--- start of RECORD EXCERPTS ---

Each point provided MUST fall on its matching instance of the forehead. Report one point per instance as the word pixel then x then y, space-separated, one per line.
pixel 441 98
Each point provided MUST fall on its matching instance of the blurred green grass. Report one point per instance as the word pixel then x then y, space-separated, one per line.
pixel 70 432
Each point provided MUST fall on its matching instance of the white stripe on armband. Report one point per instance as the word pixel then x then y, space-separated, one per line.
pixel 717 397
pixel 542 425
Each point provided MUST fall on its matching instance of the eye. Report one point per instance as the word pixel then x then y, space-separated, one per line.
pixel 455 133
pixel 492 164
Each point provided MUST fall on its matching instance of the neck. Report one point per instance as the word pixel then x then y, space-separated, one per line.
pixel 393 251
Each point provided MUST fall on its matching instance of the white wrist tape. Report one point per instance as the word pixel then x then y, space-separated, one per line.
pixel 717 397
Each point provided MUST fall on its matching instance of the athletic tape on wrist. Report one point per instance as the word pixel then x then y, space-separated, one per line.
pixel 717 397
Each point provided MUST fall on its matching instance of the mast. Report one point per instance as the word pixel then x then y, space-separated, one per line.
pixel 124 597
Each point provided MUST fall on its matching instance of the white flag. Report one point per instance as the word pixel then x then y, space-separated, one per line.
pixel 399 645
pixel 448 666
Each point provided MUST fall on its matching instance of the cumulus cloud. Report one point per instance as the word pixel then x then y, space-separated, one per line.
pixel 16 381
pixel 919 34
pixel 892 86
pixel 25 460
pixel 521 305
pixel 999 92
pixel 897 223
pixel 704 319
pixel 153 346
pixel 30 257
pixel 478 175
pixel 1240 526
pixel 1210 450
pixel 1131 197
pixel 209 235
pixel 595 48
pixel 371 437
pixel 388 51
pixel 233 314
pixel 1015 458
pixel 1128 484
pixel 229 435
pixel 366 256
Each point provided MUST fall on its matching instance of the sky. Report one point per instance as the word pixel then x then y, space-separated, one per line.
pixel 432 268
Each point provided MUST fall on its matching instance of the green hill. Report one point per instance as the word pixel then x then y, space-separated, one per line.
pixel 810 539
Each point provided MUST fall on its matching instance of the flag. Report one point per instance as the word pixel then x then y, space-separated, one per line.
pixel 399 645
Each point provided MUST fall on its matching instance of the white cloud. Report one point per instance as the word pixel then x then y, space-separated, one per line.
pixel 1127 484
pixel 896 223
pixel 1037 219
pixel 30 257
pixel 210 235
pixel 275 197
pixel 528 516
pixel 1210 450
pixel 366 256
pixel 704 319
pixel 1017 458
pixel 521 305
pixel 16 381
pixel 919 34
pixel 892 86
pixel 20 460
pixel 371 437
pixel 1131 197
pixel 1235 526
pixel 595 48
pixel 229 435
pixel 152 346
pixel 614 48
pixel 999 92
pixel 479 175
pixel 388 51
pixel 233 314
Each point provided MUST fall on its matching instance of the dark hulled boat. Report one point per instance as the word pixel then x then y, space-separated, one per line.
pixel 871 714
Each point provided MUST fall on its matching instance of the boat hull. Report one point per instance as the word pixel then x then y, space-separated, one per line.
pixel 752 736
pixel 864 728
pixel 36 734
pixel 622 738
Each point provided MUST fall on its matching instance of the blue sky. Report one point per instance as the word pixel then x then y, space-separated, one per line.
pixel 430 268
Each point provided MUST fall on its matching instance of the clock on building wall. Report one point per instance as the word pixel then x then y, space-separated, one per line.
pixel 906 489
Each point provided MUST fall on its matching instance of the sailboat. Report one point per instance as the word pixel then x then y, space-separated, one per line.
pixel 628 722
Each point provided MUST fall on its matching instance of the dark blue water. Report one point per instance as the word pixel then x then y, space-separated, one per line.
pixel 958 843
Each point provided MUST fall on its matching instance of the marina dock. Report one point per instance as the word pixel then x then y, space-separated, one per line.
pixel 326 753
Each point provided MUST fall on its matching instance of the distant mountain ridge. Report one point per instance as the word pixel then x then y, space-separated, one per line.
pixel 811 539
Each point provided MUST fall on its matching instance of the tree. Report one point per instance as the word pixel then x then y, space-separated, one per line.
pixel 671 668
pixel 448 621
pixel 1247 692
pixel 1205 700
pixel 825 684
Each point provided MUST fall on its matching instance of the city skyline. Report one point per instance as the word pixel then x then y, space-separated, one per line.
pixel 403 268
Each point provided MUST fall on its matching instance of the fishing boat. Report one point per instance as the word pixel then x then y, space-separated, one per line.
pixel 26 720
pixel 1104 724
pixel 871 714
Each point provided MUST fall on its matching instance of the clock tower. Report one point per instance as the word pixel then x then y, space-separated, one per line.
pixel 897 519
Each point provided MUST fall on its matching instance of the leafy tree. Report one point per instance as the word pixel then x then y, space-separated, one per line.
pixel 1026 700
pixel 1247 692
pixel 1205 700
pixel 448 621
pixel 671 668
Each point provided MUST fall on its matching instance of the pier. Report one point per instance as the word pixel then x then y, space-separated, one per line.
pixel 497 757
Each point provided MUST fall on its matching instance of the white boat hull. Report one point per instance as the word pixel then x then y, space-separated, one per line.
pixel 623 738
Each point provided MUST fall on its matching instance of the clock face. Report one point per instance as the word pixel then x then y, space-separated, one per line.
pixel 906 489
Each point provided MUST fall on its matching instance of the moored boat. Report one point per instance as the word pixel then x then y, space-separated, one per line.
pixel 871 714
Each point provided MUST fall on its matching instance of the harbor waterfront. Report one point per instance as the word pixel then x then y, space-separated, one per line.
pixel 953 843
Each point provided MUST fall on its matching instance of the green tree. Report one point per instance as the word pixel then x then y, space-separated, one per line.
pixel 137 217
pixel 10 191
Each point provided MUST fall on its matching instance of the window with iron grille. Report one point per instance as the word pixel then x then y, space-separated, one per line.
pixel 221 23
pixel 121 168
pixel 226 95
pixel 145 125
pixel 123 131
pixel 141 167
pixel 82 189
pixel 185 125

--- end of RECORD EXCERPTS ---

Rewrite the entries starting with the line that contains "the white cloud." and going on through the line that contains "pixel 811 539", with "boat hull" changed to "hull of the boat" and everything else left as it is.

Each point provided MUST fall on its matching instance of the white cloud. Report one point per instance as the word pixel then x then y, space-separated, one per line.
pixel 1127 484
pixel 896 223
pixel 1037 219
pixel 30 257
pixel 210 235
pixel 275 197
pixel 528 516
pixel 1210 450
pixel 366 256
pixel 704 319
pixel 1017 458
pixel 521 305
pixel 16 381
pixel 919 34
pixel 892 86
pixel 20 460
pixel 371 437
pixel 1131 197
pixel 1235 526
pixel 595 48
pixel 229 435
pixel 152 346
pixel 614 48
pixel 999 92
pixel 479 175
pixel 388 51
pixel 233 314
Each point provided MUST fall on its matching instance of the dark hulled boat. Report one point per instance as the word pixel then x then y, space-separated, one per line.
pixel 871 714
Each point provided MUST fall on its matching instance of the hull of the boat. Report one point per instance as the word pixel then x then y, space-separated, one per line.
pixel 752 736
pixel 864 728
pixel 36 734
pixel 622 738
Each point provided MUST fall on its matching instance of the blue sky. Report one point per instance as the word pixel then x then y, space-separated, one per line.
pixel 430 268
Each point provided MUST fall on its matching instance of the clock on building wall. Report one point per instance as the word pixel then x then y, space-separated, one per line.
pixel 906 489
Each point provided MUST fall on its matching instance of the sailboat. Report one point per instance as the word pixel then x then y, space-separated, one per line.
pixel 628 722
Each point provided MUST fall on its matching instance of the dark blue water. Report one point per instance as the word pixel then x then y, space-separated, one per line.
pixel 958 843
Each point provided MUST fall on its matching instance of the marina dock. Report one point per instance as the word pixel then x then y, space-separated, one per line.
pixel 326 753
Each point provided MUST fall on its matching instance of the distant mountain ridge. Report one point per instance as the word pixel then x then y, space-separated, one per line.
pixel 811 539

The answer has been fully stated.